Supersportler mit Klappdach für den Alltag.




Kaum eine Marke repräsentiert die Baukunst italienischer Supersportler mehr als das Traditionsunternehmen Ferrari. Enzo Ferrari, dem Gründer der Marke aus Maranello, wurde eine gewisse Arroganz nachgesagt. Die aber nicht immer gerechtfertigt war. Denn die Marke gehörte eigentlich dem Kleinwagenbauer Fiat und damit heute Fiat Chrysler Automobiles.

 

Zwar wurde der Sportwagenhersteller offiziell aus dem FCA-Konzern ausgegliedert, doch deren Chef Sergio Marchionne ist auch heute noch stellvertretender Vorstandsvorsitzender der Investmentgruppe Exor, die wiederum der Agnelli-Familie gehört. Und diese Familie hatte über viele Jahre bei Fiat das alleinige Sagen. Die Verknüpfung ist bis heute eng...

 

Die Ferraristi, die Fans und Freunde des Herstellers, haben selbst diese Beleidigung weggesteckt und den Glauben an ihre Marke nicht verloren. Und sie werden einmal mehr belohnt: Portofino heißt der Nachfolge des Cabrios California T. Der neue Sportwagen mit dem „springenden Pferd“ folgt den Wesenszügen seines Vorgängers, hat ein voll versenkbares Dach aus Alu und Glas, einen V8-Motor mit fast 4 Litern Hubraum, die Maschine vorn und den Antrieb hinten. Die Dimensionen dieser offenen Supersportler unterscheiden sich kaum. Der Ferrari Portofino ist 4,59 m lang, das sind rund 2 cm mehr, in der Breite ist er um 4 cm gewachsen. Trotzdem fehlen 80 kg zum Vorgänger. Nur 1.664 kg bei mehr Leistung.
──────────────────────────────
IHRE AUFGABEN:
1 – Beantworten Sie anhand des Textes über Ferrari diese drei Fragen:
(a) Wer wird als Gründer der Marke aus Maranello genannt?
(b) Welche Funktion hat Sergio Marchionne bei der Investmentgruppe Exor?
(c) Wie lang ist der Ferrari Portofino?
2 – Fassen Sie den Absatz des Textes über Ferrari, der mit „Zwar wurde der Sportwagenhersteller“ beginnt, als knappe Stichpunktliste zusammen.
3 – Führen Sie den Text über Ferrari im selben Stil nach seinem letzten Satz fort.
Die Datensätze sind für die Bearbeitung ohne Belang.

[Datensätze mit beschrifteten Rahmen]
──────────────────────────────
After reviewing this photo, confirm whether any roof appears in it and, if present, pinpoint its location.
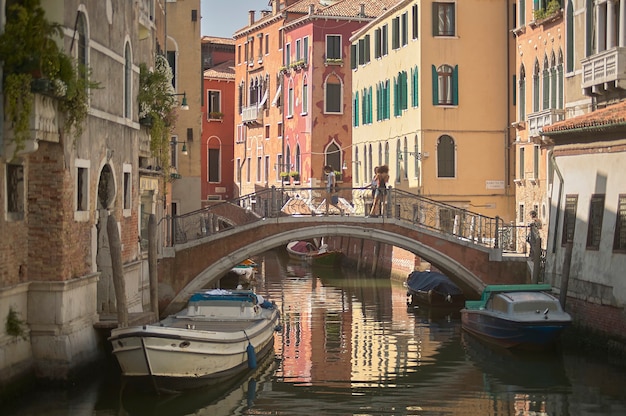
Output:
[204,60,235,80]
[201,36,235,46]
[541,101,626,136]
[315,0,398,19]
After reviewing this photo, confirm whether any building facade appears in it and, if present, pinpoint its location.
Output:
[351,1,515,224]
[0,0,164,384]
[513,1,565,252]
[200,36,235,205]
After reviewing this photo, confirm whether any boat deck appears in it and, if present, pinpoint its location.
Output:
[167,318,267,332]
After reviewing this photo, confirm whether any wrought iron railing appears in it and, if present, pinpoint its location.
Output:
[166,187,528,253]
──────────────────────────────
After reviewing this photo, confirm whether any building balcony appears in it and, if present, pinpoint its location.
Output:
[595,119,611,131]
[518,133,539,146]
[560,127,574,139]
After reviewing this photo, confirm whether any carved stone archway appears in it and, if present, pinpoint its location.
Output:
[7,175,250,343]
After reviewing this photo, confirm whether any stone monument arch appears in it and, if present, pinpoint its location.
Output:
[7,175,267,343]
──────────────────────────────
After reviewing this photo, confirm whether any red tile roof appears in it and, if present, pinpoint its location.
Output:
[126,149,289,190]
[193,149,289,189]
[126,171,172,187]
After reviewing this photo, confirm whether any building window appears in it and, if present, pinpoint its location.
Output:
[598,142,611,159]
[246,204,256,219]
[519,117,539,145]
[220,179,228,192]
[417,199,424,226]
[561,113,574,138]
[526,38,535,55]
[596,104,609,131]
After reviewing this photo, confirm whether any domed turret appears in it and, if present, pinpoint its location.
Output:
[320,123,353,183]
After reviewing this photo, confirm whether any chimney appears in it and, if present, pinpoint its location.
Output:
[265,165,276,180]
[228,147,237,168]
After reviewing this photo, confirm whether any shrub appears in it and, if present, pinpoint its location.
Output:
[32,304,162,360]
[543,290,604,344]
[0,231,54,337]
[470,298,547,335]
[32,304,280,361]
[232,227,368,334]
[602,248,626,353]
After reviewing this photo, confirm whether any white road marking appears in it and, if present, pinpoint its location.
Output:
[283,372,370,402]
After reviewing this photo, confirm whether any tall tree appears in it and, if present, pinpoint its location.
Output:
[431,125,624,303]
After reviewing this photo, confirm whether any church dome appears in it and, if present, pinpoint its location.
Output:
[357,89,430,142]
──────────────────────────────
LÖSUNGEN JE AUFGABE:
1 –
(a) Enzo Ferrari
(b) Er ist stellvertretender Vorstandsvorsitzender.
(c) 4,59 m

2 –
- Ferrari wurde offiziell aus dem FCA-Konzern ausgegliedert.
- FCA-Chef Sergio Marchionne ist weiterhin stellvertretender Vorstandsvorsitzender der Investmentgruppe Exor.
- Exor gehört der Agnelli-Familie, die bei Fiat viele Jahre allein das Sagen hatte.
- Die Verbindung ist bis heute eng.

3 –
Der V8 mit 3,9 Liter Hubraum liefert 600 PS, 40 PS mehr als bisher. Der Leistungsgewinn rührt von neuen Kolben und Pleuel her, sowie einem neu abgestimmten Motormanagement. Die optimierte Luftführung für eine bessere Beatmung stärkt den recht willigen Achtzylinder zusätzlich, gerade Ansaugwege und ein Ladeluftkühler mit kräftigerer Wirkung leitet dem Turbolader kältere und damit dichtere Luft zu. Seine Spitzenleistung liefert der V8 bei stolzen 7.500 Umdrehungen, sein max. Drehmoment von 760 Nm liegt bei 3.000 bis 5.250 U/min an. Die Kraftübertragung zur Kardanwelle erledigt ein automatisches Doppelkupplungsgetriebe, über die Schaltwippen hinter dem Lenkrad kann der Fahrer manuell eingreifen.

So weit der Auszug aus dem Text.